Convert the data below into a JSON list of strings with one string per line, skipping blank lines.

**Annotation records**
━━━━━━━━━━━━━━━━
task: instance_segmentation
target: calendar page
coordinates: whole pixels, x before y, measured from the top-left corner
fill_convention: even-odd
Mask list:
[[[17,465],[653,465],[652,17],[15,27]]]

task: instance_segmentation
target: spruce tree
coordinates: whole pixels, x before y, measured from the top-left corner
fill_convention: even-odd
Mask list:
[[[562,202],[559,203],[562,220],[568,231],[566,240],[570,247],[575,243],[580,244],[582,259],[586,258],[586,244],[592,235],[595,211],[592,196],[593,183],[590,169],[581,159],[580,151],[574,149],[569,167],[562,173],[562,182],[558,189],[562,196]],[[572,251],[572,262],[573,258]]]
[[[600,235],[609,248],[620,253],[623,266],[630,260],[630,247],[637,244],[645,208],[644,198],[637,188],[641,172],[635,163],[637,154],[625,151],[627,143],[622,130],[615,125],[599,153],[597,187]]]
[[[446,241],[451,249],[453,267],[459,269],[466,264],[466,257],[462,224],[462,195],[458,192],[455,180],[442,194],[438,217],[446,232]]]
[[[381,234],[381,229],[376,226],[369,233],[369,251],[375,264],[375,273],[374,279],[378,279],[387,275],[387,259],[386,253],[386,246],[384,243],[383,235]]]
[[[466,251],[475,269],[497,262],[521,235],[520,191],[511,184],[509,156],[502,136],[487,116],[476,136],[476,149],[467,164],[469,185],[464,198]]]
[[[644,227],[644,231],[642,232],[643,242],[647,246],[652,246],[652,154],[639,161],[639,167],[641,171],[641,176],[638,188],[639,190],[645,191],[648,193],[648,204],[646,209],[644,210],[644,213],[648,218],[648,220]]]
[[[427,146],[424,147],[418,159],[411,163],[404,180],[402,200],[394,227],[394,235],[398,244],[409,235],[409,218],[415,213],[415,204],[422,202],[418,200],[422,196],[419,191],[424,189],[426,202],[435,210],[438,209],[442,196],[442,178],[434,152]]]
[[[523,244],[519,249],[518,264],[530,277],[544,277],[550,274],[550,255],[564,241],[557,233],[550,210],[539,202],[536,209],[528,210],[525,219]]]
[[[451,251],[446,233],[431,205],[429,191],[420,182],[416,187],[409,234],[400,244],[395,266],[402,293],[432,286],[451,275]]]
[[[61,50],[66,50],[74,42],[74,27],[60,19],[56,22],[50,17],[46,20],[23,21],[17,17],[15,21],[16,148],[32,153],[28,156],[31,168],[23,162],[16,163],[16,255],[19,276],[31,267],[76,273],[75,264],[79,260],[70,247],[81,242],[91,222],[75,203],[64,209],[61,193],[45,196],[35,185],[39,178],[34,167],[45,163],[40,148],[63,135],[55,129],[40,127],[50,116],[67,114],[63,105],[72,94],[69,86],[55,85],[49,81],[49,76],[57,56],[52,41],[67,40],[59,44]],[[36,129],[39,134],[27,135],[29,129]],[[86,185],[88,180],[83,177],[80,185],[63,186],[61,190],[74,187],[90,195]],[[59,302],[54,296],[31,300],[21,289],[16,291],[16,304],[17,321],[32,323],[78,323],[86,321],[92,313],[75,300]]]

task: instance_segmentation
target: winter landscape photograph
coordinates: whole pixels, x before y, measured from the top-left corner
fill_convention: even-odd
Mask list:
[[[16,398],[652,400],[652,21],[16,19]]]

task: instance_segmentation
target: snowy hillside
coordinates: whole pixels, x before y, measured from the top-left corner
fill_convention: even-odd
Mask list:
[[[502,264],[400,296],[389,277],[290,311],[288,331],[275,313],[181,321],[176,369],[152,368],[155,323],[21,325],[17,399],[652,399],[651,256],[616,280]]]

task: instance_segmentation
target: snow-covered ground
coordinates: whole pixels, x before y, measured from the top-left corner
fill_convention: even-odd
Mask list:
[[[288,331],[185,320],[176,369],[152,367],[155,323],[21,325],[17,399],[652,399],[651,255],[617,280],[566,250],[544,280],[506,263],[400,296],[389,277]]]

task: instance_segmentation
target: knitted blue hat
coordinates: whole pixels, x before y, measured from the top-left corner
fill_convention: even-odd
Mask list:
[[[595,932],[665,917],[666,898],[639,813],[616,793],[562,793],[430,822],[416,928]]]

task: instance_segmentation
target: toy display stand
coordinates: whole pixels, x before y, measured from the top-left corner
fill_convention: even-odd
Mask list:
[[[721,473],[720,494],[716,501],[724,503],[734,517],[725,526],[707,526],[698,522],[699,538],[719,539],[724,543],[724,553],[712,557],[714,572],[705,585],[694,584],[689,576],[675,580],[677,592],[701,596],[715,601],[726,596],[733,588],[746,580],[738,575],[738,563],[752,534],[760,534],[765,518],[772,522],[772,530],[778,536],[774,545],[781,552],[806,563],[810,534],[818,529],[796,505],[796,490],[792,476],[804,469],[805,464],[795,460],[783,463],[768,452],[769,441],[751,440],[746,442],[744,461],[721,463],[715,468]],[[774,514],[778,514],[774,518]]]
━━━━━━━━━━━━━━━━
**Output for this exercise**
[
  "task: instance_segmentation",
  "target: calendar page",
  "coordinates: whole pixels, x before y, measured from the top-left corner",
  "fill_convention: even-odd",
  "Mask list:",
  "[[[17,465],[653,465],[652,17],[15,27]]]",
  "task: instance_segmentation",
  "target: spruce tree",
  "coordinates: whole pixels, x before y, measured from the top-left corner",
  "fill_convention: even-odd",
  "Mask list:",
  "[[[562,202],[559,203],[562,220],[568,231],[566,240],[570,247],[575,243],[580,244],[582,259],[586,258],[586,244],[592,235],[595,211],[592,196],[593,183],[590,169],[581,159],[580,151],[574,149],[569,167],[562,173],[562,182],[558,189],[562,196]],[[572,251],[572,262],[573,258]]]",
  "[[[600,235],[609,248],[620,253],[623,266],[630,260],[630,247],[637,244],[645,208],[644,198],[637,188],[641,172],[635,163],[637,154],[625,151],[627,143],[622,130],[615,125],[599,153],[597,187]]]",
  "[[[446,241],[451,249],[453,267],[459,269],[466,264],[466,257],[462,224],[462,195],[458,192],[455,180],[442,194],[438,217],[446,232]]]",
  "[[[381,234],[381,229],[376,226],[369,233],[369,251],[375,264],[375,273],[374,279],[378,279],[387,275],[387,259],[386,253],[386,246],[384,243],[383,235]]]",
  "[[[466,251],[475,269],[497,262],[521,235],[520,191],[511,184],[509,156],[502,136],[487,116],[476,136],[476,149],[467,164],[469,185],[464,198]]]",
  "[[[644,227],[644,231],[642,232],[643,242],[647,246],[652,246],[652,154],[639,161],[639,167],[641,171],[641,176],[638,188],[639,190],[645,191],[648,193],[648,204],[646,209],[644,210],[644,213],[648,218],[648,220]]]",
  "[[[427,146],[424,147],[418,159],[411,163],[404,180],[402,200],[394,227],[394,235],[398,244],[409,235],[409,218],[415,213],[415,204],[422,202],[418,200],[422,196],[419,191],[424,189],[426,202],[435,210],[438,209],[442,196],[442,178],[434,152]]]",
  "[[[523,244],[519,249],[518,264],[530,277],[544,277],[550,274],[550,255],[564,241],[557,233],[550,210],[539,202],[536,209],[528,210],[525,219]]]",
  "[[[451,251],[446,233],[431,205],[429,191],[420,182],[416,187],[409,234],[400,244],[395,266],[402,293],[432,286],[451,275]]]",
  "[[[61,50],[66,50],[74,42],[74,27],[60,19],[56,22],[50,17],[46,20],[23,21],[17,17],[15,21],[16,148],[32,153],[28,156],[31,168],[23,162],[16,163],[16,255],[19,276],[31,267],[76,273],[75,264],[79,260],[70,247],[81,242],[91,222],[75,203],[64,209],[61,193],[45,196],[35,185],[39,178],[34,167],[45,163],[40,148],[63,135],[55,129],[40,127],[50,116],[67,114],[63,105],[72,94],[69,86],[55,85],[49,81],[49,76],[57,56],[52,41],[67,40],[59,44]],[[36,129],[39,134],[27,135],[29,129]],[[86,185],[88,180],[83,177],[80,185],[63,186],[61,190],[74,187],[90,195]],[[59,302],[54,296],[31,300],[21,289],[16,291],[16,304],[17,321],[32,323],[78,323],[86,321],[92,313],[75,300]]]",
  "task: instance_segmentation",
  "target: winter landscape photograph",
  "coordinates: whole pixels, x before y, measured from the top-left corner",
  "fill_convention: even-odd",
  "Mask list:",
  "[[[16,398],[652,400],[652,21],[16,19]]]",
  "task: instance_segmentation",
  "target: snowy hillside",
  "coordinates: whole pixels, x before y, measured from the top-left corner",
  "fill_convention: even-odd",
  "Mask list:",
  "[[[502,264],[400,296],[389,277],[290,311],[288,331],[275,313],[181,321],[176,369],[152,368],[155,323],[21,325],[17,399],[652,399],[651,256],[616,280]]]",
  "task: instance_segmentation",
  "target: snow-covered ground",
  "coordinates: whole pixels, x before y, measured from the top-left corner",
  "fill_convention: even-odd",
  "Mask list:",
  "[[[288,331],[185,320],[176,369],[152,367],[155,323],[21,325],[17,399],[652,399],[651,255],[617,280],[566,250],[544,280],[506,263],[400,296],[389,277]]]",
  "task: instance_segmentation",
  "target: knitted blue hat",
  "coordinates: whole pixels, x before y, measured from the top-left corner",
  "fill_convention: even-odd",
  "Mask list:",
  "[[[595,932],[665,917],[666,898],[639,813],[616,793],[562,793],[430,822],[416,928]]]",
  "task: instance_segmentation",
  "target: toy display stand",
  "coordinates: whole pixels, x before y, measured from the top-left corner",
  "fill_convention: even-odd",
  "Mask list:",
  "[[[721,473],[720,494],[716,501],[724,503],[734,517],[725,526],[707,526],[698,522],[699,538],[719,539],[724,543],[724,553],[712,557],[714,572],[705,585],[694,584],[689,576],[675,580],[677,592],[701,596],[715,601],[726,596],[733,588],[746,580],[738,575],[738,563],[752,534],[760,534],[765,518],[772,522],[772,530],[778,536],[774,545],[781,552],[806,563],[810,534],[818,529],[796,505],[796,490],[792,476],[804,469],[805,464],[795,460],[783,463],[768,452],[769,441],[751,440],[746,442],[744,461],[721,463],[715,468]],[[774,514],[778,514],[774,518]]]"
]